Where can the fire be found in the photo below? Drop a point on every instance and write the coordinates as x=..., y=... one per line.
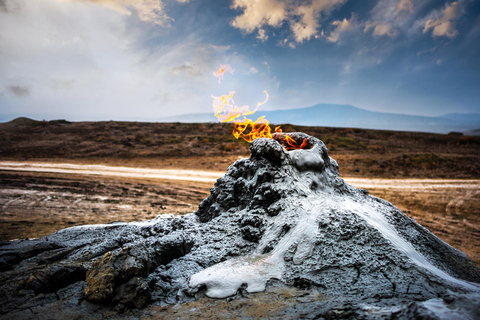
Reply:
x=221, y=71
x=226, y=111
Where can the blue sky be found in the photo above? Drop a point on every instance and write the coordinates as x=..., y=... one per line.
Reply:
x=147, y=59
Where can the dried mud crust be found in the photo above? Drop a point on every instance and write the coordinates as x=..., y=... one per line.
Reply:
x=36, y=204
x=307, y=229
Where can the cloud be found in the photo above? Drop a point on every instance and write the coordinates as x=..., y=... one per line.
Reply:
x=340, y=26
x=404, y=5
x=307, y=24
x=7, y=6
x=381, y=29
x=252, y=70
x=303, y=17
x=444, y=24
x=262, y=35
x=390, y=17
x=258, y=13
x=19, y=91
x=188, y=68
x=151, y=11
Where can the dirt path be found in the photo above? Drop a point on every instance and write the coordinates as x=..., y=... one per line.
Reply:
x=101, y=170
x=37, y=199
x=212, y=176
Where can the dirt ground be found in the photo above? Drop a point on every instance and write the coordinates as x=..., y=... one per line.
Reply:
x=35, y=204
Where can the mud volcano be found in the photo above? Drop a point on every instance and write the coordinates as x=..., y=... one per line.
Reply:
x=278, y=219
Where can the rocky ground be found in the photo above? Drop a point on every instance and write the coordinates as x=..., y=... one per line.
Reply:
x=35, y=204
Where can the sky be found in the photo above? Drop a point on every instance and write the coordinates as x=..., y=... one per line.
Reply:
x=142, y=60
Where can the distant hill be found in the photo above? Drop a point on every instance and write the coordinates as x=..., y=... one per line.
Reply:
x=333, y=115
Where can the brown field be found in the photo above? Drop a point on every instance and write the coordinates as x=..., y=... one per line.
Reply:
x=35, y=204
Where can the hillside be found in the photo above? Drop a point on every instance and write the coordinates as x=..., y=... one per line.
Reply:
x=211, y=146
x=333, y=115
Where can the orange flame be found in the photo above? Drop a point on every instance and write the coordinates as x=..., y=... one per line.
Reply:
x=226, y=111
x=221, y=71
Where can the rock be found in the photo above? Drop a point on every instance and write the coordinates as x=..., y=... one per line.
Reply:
x=281, y=220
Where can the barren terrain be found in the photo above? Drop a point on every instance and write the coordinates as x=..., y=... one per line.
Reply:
x=59, y=174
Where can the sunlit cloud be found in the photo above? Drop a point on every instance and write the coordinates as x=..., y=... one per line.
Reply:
x=303, y=17
x=151, y=11
x=262, y=35
x=404, y=5
x=19, y=91
x=444, y=24
x=381, y=29
x=339, y=27
x=258, y=13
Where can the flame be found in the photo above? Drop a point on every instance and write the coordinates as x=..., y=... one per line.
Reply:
x=226, y=111
x=221, y=71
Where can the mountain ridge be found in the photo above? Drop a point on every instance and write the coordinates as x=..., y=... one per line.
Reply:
x=334, y=115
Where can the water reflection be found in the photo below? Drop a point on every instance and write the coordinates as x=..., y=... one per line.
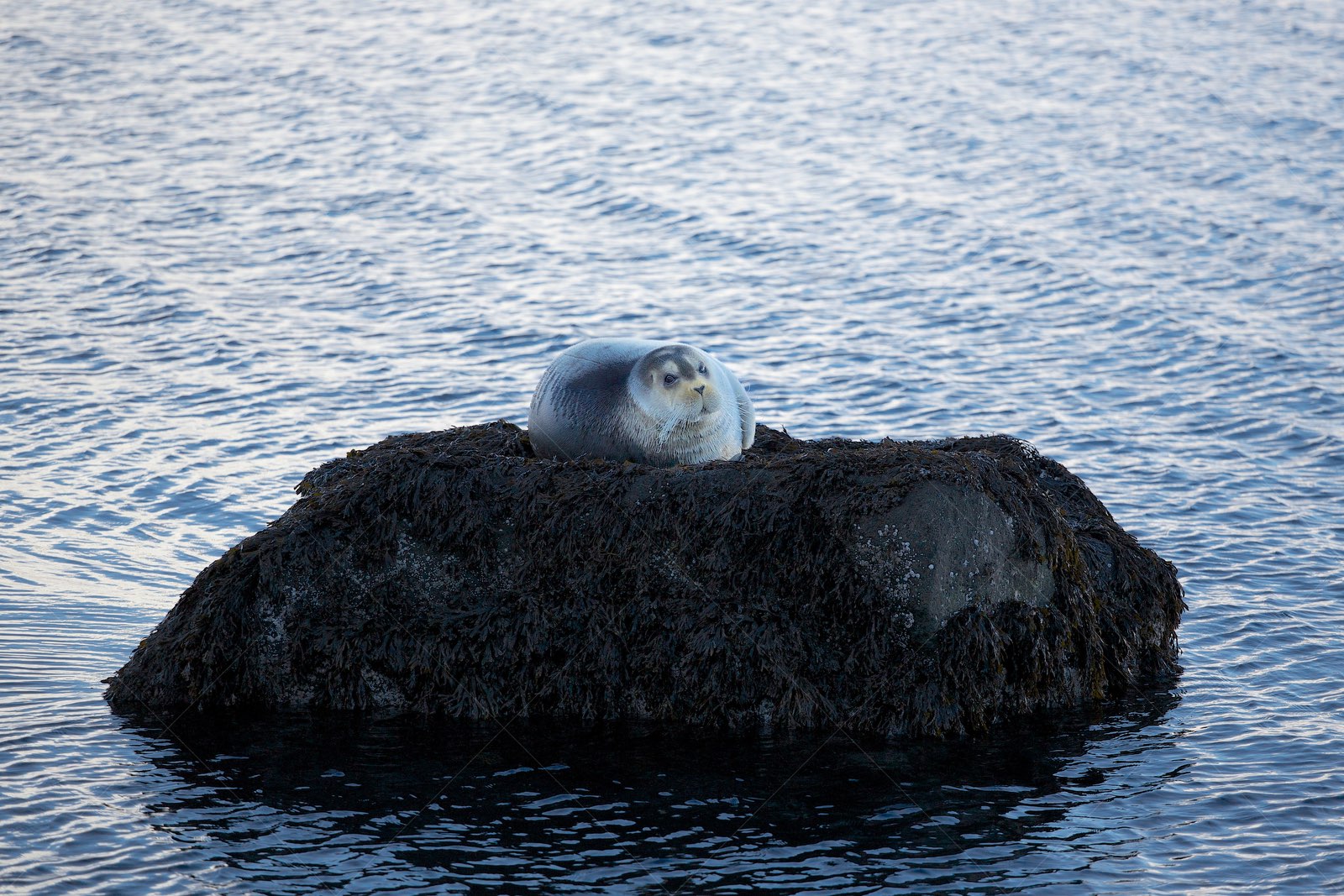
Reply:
x=589, y=806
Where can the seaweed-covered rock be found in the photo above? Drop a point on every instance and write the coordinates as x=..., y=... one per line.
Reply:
x=891, y=587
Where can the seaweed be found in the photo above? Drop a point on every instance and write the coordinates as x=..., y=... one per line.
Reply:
x=454, y=573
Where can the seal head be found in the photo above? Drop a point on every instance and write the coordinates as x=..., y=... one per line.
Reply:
x=625, y=399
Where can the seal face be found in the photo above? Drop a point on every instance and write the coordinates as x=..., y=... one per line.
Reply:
x=632, y=399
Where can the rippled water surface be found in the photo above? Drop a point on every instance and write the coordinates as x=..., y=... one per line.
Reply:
x=239, y=239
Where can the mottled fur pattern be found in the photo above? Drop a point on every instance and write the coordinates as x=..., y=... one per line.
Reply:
x=627, y=399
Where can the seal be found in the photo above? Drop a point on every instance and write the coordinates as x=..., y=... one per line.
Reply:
x=635, y=399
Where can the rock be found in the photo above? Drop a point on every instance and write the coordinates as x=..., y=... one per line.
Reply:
x=893, y=587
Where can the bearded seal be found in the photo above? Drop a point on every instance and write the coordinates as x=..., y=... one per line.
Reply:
x=635, y=399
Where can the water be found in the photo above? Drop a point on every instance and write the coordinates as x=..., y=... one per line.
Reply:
x=241, y=239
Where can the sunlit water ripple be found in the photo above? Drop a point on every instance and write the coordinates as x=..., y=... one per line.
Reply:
x=242, y=239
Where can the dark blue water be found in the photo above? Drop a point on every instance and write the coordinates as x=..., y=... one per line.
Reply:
x=241, y=239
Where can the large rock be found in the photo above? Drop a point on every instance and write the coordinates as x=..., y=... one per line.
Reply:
x=894, y=587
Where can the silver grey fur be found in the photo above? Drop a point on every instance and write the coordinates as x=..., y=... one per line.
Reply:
x=596, y=401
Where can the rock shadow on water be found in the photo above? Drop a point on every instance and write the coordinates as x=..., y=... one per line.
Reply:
x=589, y=806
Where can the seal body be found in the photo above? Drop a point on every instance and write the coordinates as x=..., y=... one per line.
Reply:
x=633, y=399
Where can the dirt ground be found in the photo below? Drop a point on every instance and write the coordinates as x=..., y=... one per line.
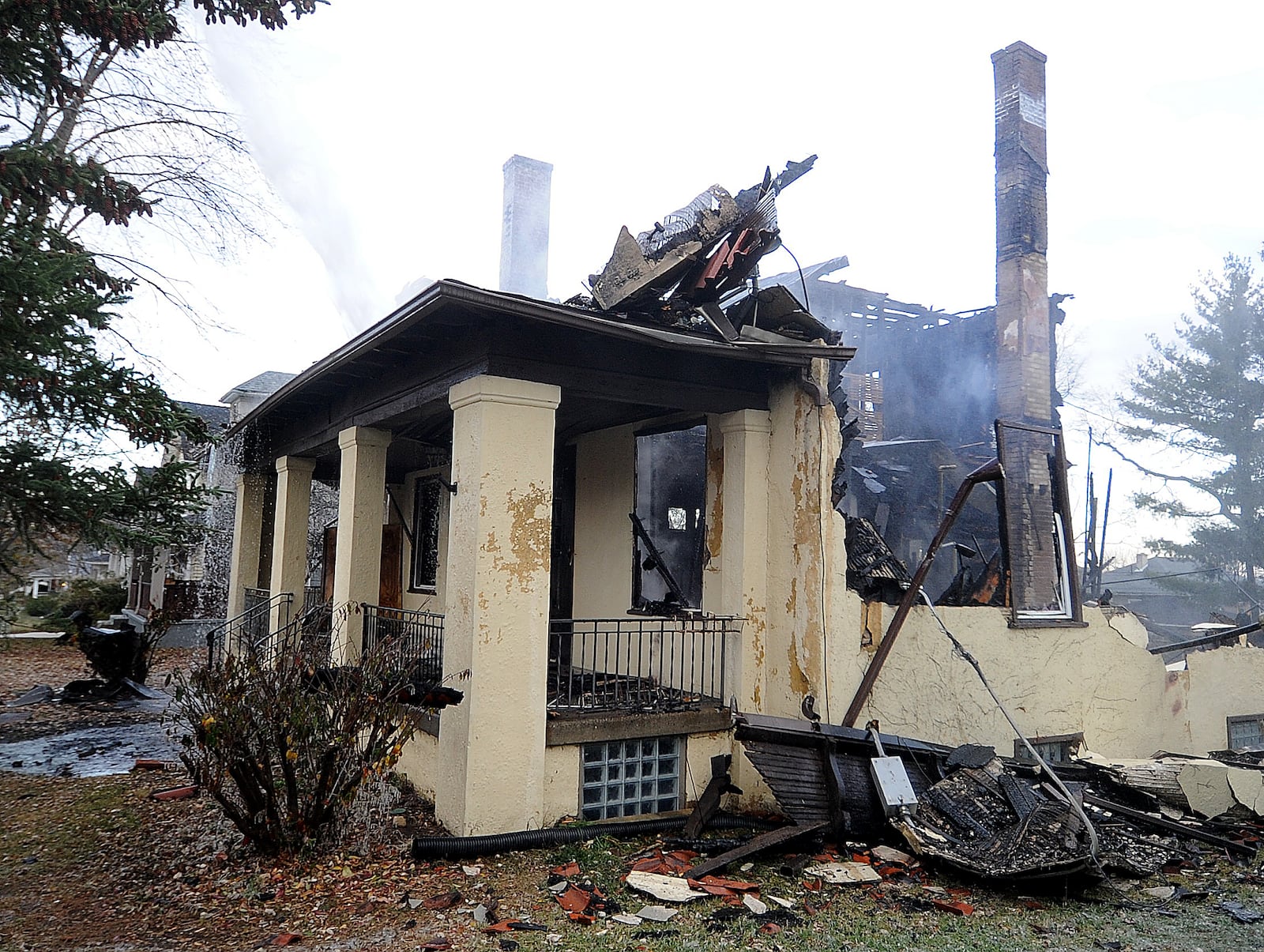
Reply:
x=25, y=664
x=94, y=863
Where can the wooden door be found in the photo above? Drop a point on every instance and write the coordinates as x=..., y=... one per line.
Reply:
x=391, y=585
x=328, y=563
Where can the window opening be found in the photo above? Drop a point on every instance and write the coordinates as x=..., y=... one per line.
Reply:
x=427, y=503
x=631, y=777
x=669, y=530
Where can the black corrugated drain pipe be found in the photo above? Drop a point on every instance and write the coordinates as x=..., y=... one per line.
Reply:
x=465, y=847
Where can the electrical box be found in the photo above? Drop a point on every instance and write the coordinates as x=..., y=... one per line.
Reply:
x=893, y=785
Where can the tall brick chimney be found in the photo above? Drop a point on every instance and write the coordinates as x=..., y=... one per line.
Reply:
x=525, y=227
x=1024, y=372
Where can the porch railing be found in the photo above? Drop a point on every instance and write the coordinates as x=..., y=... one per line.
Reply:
x=414, y=640
x=246, y=632
x=640, y=664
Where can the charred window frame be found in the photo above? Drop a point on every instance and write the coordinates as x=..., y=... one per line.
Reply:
x=1244, y=731
x=1055, y=749
x=1034, y=506
x=429, y=499
x=669, y=528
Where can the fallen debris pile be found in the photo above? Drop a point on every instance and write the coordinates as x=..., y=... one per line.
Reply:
x=1000, y=818
x=684, y=271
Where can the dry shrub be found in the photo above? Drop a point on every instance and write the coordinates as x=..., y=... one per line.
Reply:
x=284, y=743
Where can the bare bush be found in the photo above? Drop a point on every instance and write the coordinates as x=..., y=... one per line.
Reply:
x=284, y=746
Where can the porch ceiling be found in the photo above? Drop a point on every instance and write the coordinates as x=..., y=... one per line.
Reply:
x=396, y=376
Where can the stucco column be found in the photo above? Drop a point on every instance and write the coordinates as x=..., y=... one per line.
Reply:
x=246, y=531
x=290, y=535
x=745, y=549
x=492, y=745
x=358, y=550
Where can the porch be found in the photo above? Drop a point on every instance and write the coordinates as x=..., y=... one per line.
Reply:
x=483, y=531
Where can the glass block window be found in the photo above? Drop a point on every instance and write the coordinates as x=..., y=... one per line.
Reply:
x=1055, y=749
x=1245, y=731
x=631, y=777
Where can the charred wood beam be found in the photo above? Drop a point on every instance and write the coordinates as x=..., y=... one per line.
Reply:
x=758, y=845
x=660, y=564
x=708, y=804
x=1169, y=826
x=988, y=473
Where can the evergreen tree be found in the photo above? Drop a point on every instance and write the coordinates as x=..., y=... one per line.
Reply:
x=62, y=398
x=1204, y=397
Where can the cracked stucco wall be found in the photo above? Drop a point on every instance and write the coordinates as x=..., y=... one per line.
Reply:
x=1093, y=679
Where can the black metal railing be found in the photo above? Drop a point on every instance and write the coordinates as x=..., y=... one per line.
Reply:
x=314, y=597
x=246, y=634
x=309, y=636
x=412, y=640
x=640, y=664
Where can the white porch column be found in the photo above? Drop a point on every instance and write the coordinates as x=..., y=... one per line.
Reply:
x=246, y=531
x=745, y=549
x=290, y=535
x=358, y=550
x=492, y=745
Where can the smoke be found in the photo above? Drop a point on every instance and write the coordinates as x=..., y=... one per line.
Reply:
x=280, y=138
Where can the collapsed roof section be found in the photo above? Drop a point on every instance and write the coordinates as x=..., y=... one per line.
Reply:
x=690, y=269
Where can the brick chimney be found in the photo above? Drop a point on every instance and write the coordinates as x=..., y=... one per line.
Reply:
x=1024, y=363
x=1024, y=366
x=525, y=228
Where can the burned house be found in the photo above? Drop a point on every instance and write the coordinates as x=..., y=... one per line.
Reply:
x=616, y=520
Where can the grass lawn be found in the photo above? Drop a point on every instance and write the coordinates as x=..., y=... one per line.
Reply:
x=95, y=863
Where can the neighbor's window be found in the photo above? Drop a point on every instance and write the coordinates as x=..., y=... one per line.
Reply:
x=1057, y=749
x=1245, y=731
x=631, y=777
x=427, y=506
x=669, y=539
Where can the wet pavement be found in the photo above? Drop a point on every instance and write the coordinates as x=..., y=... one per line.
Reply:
x=94, y=751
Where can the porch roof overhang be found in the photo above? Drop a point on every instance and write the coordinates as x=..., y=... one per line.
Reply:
x=612, y=370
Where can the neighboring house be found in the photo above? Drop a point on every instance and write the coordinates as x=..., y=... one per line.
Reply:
x=191, y=581
x=58, y=570
x=1173, y=596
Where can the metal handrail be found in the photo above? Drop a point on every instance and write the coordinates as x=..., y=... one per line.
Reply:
x=250, y=629
x=644, y=664
x=309, y=635
x=414, y=638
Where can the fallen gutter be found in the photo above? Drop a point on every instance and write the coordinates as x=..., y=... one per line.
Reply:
x=457, y=847
x=1229, y=634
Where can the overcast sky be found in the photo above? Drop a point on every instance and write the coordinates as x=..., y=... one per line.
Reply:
x=382, y=126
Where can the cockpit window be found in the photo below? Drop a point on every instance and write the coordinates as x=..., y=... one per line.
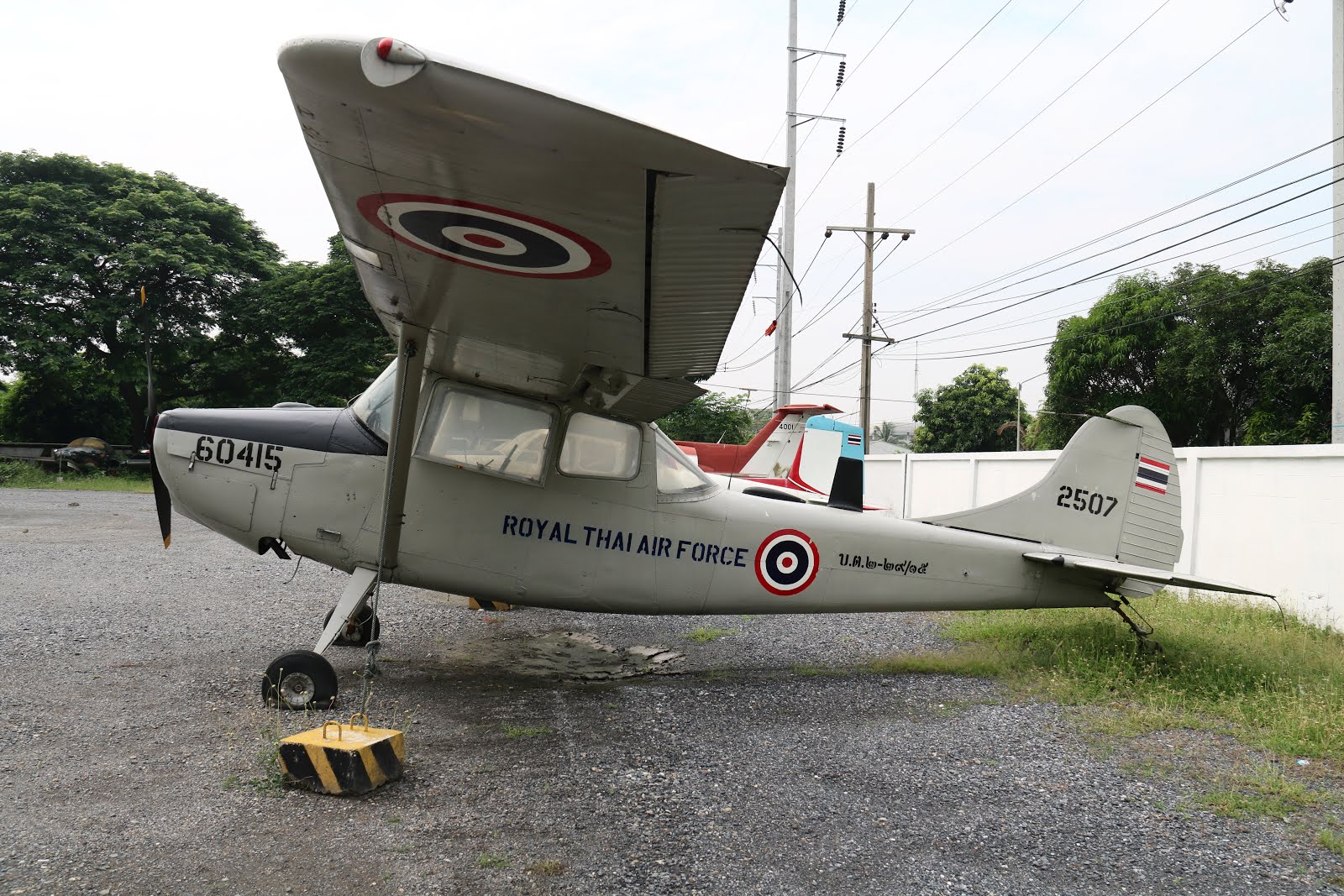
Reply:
x=374, y=407
x=598, y=448
x=679, y=477
x=487, y=432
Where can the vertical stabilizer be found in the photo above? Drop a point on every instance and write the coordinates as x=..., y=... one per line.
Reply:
x=1112, y=493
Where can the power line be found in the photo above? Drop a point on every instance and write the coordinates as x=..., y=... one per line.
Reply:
x=1113, y=249
x=835, y=301
x=1039, y=113
x=911, y=96
x=1086, y=152
x=1003, y=349
x=985, y=96
x=1055, y=289
x=855, y=70
x=1100, y=301
x=1137, y=223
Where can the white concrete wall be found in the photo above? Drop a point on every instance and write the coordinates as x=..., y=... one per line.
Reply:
x=1265, y=517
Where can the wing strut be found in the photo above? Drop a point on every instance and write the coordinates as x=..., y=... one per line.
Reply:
x=410, y=369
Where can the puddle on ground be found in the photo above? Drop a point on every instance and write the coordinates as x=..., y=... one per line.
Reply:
x=573, y=656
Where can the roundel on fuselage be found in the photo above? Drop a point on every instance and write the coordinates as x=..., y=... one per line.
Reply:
x=786, y=562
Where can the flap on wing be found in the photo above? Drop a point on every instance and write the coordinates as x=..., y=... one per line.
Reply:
x=1113, y=569
x=544, y=244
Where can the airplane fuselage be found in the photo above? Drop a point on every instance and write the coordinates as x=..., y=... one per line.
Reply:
x=313, y=479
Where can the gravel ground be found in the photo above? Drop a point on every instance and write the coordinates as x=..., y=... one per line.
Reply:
x=131, y=743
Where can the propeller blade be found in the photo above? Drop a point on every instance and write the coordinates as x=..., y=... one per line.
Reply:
x=163, y=501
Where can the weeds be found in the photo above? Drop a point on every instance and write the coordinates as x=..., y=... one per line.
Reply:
x=1332, y=840
x=1267, y=793
x=546, y=868
x=705, y=634
x=800, y=669
x=517, y=731
x=18, y=474
x=1226, y=667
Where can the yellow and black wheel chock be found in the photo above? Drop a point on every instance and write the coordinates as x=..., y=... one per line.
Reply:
x=343, y=759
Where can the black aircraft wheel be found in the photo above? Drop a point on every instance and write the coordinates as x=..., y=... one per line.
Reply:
x=300, y=680
x=358, y=631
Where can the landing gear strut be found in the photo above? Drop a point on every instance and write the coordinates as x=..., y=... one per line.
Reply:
x=304, y=679
x=1142, y=631
x=360, y=629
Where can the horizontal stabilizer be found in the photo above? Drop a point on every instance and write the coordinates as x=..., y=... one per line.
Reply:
x=1144, y=574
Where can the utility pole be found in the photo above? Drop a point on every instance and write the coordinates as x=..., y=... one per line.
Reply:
x=1337, y=329
x=869, y=338
x=784, y=300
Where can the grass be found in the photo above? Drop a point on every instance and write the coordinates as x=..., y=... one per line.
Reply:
x=1230, y=668
x=1332, y=840
x=1265, y=793
x=517, y=731
x=546, y=868
x=801, y=669
x=705, y=634
x=17, y=474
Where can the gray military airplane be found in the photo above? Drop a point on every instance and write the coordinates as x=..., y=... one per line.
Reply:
x=553, y=275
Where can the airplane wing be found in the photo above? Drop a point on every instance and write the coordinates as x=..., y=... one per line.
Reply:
x=1119, y=571
x=548, y=248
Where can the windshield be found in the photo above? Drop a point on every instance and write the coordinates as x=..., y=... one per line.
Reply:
x=374, y=407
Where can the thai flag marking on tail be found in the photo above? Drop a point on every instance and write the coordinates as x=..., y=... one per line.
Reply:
x=1152, y=474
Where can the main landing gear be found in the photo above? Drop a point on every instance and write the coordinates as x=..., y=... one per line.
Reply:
x=304, y=679
x=1142, y=631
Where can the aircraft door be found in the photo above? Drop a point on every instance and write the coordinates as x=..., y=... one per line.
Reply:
x=690, y=550
x=328, y=503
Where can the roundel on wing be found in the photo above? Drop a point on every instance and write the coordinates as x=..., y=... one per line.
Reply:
x=486, y=237
x=786, y=562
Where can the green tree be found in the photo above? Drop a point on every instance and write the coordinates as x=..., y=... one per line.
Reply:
x=335, y=343
x=967, y=414
x=78, y=241
x=60, y=402
x=1222, y=358
x=711, y=418
x=885, y=432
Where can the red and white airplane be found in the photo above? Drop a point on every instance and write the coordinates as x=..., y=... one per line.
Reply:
x=795, y=454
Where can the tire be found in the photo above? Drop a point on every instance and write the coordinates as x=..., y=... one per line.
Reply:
x=300, y=680
x=356, y=631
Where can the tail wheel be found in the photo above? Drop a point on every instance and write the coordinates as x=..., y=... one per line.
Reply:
x=300, y=680
x=358, y=631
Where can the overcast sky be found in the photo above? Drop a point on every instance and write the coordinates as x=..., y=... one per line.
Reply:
x=192, y=89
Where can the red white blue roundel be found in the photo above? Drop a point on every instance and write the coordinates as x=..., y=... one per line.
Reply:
x=786, y=562
x=484, y=237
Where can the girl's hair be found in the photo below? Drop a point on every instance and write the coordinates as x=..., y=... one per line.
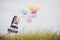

--------------------------------------------------

**The exercise:**
Render the rows from the line containing "Where can the wooden" through the line containing "x=1024, y=372" as a numbered list, omitting any blank lines.

**Expected output:**
1. Where can the wooden door be found in the photo above? Drop a point on every instance and write the coordinates as x=..., y=... one per line.
2. Reply:
3. x=391, y=585
4. x=328, y=563
5. Where can the window opening be found in the photo above? Drop a point on every instance and write the coordinates as x=..., y=... one per line.
6. Reply:
7. x=427, y=503
8. x=631, y=777
9. x=669, y=530
10. Where can the black corrugated drain pipe be found in the photo above? Drop a point on every instance and write the coordinates as x=..., y=... one per line.
11. Reply:
12. x=465, y=847
13. Where can the electrical box be found in the photo above? Drop a point on every instance and write the coordinates as x=..., y=... one per line.
14. Reply:
15. x=893, y=785
16. Where can the tall brick chimney be found in the photo above? Drop a point on every instance and write the coordinates as x=..., y=... one per line.
17. Reply:
18. x=525, y=227
19. x=1024, y=372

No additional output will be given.